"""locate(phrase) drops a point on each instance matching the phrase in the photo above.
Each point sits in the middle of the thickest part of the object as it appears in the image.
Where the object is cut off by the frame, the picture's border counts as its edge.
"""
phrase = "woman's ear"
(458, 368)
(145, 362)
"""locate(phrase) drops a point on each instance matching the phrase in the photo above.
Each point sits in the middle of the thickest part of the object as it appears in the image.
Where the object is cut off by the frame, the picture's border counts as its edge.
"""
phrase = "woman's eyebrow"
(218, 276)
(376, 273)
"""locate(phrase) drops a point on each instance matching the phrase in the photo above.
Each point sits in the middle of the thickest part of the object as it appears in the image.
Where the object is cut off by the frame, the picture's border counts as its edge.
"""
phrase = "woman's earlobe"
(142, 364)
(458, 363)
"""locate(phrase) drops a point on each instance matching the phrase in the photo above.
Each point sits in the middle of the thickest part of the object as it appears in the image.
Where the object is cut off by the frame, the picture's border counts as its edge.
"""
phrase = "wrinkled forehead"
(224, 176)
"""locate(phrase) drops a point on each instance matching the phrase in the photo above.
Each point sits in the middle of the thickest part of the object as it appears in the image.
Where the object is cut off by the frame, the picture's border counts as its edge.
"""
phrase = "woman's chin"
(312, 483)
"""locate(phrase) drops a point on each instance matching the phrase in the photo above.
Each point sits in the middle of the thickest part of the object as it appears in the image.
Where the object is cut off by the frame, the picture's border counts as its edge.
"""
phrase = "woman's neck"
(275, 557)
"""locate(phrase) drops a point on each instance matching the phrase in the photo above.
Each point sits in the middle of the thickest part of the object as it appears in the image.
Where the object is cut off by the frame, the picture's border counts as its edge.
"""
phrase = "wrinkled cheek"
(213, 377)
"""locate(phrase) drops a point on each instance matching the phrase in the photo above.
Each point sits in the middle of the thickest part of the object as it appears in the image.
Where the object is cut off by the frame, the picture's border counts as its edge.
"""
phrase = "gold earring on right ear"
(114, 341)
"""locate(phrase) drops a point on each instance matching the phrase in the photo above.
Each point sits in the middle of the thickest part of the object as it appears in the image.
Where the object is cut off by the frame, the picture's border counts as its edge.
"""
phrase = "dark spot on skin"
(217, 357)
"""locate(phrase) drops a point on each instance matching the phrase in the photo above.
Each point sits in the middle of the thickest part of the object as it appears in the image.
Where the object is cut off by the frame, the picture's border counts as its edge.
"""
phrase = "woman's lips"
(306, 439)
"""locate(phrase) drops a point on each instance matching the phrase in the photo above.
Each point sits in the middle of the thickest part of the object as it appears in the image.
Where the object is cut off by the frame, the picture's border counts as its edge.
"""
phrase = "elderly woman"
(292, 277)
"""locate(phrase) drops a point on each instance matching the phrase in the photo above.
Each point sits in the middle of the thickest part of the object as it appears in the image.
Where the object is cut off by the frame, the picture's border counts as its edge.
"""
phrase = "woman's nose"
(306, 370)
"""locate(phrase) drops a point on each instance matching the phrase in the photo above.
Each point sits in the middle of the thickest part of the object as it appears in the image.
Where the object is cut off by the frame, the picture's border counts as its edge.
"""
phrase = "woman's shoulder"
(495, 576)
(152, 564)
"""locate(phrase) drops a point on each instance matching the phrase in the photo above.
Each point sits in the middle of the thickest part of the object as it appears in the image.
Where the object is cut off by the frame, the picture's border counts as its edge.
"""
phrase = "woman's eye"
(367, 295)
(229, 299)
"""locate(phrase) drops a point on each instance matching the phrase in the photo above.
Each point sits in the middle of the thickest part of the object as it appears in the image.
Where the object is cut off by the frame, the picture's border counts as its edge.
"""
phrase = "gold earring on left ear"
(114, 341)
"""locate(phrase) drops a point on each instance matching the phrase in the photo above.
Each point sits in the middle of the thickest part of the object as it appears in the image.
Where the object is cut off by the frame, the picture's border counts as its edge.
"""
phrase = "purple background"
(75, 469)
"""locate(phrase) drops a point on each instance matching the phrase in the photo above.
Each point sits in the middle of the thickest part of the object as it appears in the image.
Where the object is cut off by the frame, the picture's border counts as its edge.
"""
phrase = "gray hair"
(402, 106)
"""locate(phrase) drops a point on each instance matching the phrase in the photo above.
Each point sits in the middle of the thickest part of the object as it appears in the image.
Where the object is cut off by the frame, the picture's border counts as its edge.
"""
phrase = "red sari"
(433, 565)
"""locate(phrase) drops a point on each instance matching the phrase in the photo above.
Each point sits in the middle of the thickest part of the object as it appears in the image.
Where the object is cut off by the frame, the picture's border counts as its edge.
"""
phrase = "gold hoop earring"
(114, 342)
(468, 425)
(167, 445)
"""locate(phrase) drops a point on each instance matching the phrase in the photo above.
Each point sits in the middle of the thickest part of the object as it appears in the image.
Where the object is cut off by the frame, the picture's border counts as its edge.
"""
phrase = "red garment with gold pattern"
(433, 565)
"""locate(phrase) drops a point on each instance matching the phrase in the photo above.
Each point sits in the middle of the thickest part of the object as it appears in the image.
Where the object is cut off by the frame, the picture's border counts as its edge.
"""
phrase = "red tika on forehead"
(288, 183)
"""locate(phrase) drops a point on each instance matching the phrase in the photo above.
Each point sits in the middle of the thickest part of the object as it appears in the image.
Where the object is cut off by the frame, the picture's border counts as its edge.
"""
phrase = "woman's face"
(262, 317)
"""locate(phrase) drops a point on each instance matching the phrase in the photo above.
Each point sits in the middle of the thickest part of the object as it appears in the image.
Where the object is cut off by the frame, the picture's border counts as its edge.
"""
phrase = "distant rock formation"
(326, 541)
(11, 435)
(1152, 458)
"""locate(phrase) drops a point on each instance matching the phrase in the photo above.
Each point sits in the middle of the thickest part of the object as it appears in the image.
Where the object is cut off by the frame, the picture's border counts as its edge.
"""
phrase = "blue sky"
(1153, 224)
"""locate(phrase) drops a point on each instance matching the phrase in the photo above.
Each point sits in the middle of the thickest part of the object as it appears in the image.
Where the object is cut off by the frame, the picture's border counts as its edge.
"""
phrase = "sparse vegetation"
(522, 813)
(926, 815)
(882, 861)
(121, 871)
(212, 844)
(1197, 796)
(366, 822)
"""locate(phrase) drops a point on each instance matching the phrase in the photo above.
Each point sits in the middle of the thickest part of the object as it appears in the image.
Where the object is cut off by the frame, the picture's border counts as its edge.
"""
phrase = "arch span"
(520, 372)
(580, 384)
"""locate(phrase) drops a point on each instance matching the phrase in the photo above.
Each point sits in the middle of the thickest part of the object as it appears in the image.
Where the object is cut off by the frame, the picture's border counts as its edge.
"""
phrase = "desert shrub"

────────────────────

WHAT YOU WILL DO ::
How many lines in the rows above contain the string "woman"? Give only the number.

REPLY ::
11